- _The exercise_
Rewrite every row starting at the one containing "bird shown in this photo, matching this sample?" and ending at the one containing "point(85, 88)", requests included. Shift each coordinate in the answer points by -59 and leave all other rows unchanged.

(Lines of data)
──────

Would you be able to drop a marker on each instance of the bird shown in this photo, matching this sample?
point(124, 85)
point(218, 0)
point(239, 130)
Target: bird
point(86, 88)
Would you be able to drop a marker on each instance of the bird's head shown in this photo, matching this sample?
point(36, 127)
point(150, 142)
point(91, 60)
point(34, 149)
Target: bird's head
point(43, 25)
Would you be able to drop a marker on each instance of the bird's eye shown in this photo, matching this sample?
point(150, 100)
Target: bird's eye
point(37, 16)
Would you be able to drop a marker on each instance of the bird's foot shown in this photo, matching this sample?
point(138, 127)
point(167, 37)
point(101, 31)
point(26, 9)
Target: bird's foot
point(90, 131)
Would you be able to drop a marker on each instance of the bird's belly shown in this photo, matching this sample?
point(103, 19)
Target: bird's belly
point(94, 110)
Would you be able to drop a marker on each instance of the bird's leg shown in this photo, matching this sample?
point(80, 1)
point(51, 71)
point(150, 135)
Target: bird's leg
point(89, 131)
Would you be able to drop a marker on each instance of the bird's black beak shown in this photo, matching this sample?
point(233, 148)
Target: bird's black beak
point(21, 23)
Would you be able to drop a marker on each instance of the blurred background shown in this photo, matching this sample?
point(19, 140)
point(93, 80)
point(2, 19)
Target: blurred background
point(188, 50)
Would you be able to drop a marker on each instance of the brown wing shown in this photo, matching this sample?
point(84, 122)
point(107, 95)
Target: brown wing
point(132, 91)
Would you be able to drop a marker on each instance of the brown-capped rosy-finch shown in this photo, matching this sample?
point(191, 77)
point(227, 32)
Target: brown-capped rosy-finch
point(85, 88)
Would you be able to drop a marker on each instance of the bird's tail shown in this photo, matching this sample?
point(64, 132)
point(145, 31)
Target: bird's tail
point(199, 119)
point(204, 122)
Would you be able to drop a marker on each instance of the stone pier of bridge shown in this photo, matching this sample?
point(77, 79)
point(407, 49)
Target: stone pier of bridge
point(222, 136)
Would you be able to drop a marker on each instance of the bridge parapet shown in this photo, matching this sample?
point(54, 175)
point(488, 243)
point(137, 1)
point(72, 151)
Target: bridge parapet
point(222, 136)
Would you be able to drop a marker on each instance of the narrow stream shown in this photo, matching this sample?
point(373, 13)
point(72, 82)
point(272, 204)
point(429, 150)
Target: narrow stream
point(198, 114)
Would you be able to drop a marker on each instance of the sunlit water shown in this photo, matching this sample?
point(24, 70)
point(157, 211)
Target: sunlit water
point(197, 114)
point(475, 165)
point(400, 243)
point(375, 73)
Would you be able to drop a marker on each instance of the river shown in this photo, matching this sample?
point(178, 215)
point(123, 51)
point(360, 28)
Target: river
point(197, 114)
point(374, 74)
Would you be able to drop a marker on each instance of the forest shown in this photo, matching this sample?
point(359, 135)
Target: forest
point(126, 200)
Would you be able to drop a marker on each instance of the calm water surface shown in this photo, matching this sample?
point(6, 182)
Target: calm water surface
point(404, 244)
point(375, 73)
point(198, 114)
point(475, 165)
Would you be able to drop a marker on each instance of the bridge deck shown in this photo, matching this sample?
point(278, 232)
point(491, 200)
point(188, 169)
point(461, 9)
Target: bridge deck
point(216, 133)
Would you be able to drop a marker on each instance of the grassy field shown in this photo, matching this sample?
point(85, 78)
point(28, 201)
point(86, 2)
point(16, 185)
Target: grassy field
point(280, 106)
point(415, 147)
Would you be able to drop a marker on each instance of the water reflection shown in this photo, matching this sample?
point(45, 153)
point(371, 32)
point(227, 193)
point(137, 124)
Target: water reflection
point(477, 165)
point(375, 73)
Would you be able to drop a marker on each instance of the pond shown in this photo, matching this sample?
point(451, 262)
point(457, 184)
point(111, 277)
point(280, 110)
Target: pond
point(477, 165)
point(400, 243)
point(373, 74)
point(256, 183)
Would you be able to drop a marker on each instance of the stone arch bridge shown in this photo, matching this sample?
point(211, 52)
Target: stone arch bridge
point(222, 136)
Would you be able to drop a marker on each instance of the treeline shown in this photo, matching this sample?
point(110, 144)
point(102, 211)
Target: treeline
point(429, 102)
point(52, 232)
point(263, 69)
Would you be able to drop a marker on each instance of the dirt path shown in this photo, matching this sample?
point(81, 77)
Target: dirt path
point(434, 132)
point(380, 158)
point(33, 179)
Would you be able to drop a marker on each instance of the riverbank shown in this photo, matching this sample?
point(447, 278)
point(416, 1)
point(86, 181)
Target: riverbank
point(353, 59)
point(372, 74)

──────

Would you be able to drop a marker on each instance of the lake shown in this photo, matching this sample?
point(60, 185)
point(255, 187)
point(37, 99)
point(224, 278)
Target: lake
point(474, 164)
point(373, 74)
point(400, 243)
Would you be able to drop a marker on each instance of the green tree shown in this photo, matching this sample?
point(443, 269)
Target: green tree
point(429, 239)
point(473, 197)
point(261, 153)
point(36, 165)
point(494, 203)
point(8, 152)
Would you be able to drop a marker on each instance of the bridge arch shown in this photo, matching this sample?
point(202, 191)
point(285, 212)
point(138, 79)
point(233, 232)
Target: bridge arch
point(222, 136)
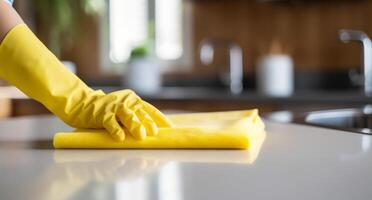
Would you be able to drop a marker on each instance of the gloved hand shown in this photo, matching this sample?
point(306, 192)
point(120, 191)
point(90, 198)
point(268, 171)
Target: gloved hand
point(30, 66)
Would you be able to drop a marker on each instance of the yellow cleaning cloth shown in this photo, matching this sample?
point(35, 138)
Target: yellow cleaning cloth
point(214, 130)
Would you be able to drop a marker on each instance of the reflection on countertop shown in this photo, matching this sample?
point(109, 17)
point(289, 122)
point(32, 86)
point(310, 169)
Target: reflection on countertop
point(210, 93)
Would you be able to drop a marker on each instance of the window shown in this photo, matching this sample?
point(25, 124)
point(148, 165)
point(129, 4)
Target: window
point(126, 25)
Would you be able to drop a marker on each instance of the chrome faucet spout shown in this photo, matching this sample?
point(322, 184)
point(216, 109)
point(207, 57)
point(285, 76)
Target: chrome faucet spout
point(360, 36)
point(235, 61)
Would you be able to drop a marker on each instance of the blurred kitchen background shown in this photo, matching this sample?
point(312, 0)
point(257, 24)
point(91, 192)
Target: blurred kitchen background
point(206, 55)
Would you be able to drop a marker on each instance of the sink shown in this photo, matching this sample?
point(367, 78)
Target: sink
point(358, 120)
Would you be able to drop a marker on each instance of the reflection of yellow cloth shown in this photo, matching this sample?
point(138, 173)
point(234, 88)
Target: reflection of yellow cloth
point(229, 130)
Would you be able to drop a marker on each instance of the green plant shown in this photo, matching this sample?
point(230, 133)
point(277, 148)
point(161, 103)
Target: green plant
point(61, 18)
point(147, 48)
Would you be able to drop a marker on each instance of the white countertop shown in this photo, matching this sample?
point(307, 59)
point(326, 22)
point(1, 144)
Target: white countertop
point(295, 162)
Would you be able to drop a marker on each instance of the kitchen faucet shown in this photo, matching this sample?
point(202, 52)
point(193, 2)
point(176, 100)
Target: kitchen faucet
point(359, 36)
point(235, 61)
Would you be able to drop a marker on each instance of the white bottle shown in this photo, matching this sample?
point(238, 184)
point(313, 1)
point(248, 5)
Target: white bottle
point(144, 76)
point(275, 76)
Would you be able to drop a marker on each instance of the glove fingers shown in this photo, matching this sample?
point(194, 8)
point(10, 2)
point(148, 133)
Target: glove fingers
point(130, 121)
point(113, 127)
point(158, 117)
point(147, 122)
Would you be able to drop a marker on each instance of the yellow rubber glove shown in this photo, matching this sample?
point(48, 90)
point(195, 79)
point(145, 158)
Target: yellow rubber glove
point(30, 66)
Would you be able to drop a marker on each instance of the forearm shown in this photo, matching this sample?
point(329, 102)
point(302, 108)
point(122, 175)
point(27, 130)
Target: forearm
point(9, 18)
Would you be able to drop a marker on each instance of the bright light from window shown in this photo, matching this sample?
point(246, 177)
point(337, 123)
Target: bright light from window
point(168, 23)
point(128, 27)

──────

- _Task output_
Would you be able to drop a marker on each instance of the bird shown in this photo, matching this sample?
point(124, 85)
point(218, 0)
point(239, 130)
Target: bird
point(27, 29)
Would you be able to drop a marker on each instance of the bird's head shown in this photo, matching this sample?
point(36, 127)
point(150, 142)
point(91, 60)
point(34, 149)
Target: bird's head
point(-16, -34)
Would you be able to drop a marker on each instance of the bird's eye shown in this photo, matching this sample?
point(150, 100)
Target: bird's eye
point(-22, -43)
Would you be able to drop a marker on each instance of the bird's foot shown in this photo, matching this sample?
point(138, 127)
point(167, 37)
point(101, 31)
point(26, 9)
Target: bird's foot
point(31, 72)
Would you be able to drop a marker on each instance of the bird's belly shown in this photo, matching this sample?
point(103, 19)
Target: bird's belly
point(35, 51)
Would you be able to drop a marker on each instance of the bird's leg shown in this photo, matching this sample?
point(80, 1)
point(51, 71)
point(150, 135)
Target: bird's leg
point(30, 72)
Would you be able to drop a marker on each instance of the bird's black beak shown in this photo, matching this sample?
point(233, 148)
Target: bird's black beak
point(-38, -36)
Would you be able to drop a marker on each instance of the blurred background shown in this photo, matching this sample?
point(19, 140)
point(93, 80)
point(2, 19)
Target: blurred background
point(129, -9)
Would you be able to drop a marker on each instance of the brown wing shown in this photo, matching this sample?
point(84, 122)
point(107, 95)
Target: brown wing
point(73, 32)
Would you be able to drop a marker on each instance of the brown-capped rosy-finch shown in this photo, matching this sample?
point(191, 77)
point(227, 32)
Target: brown-capped rosy-finch
point(26, 29)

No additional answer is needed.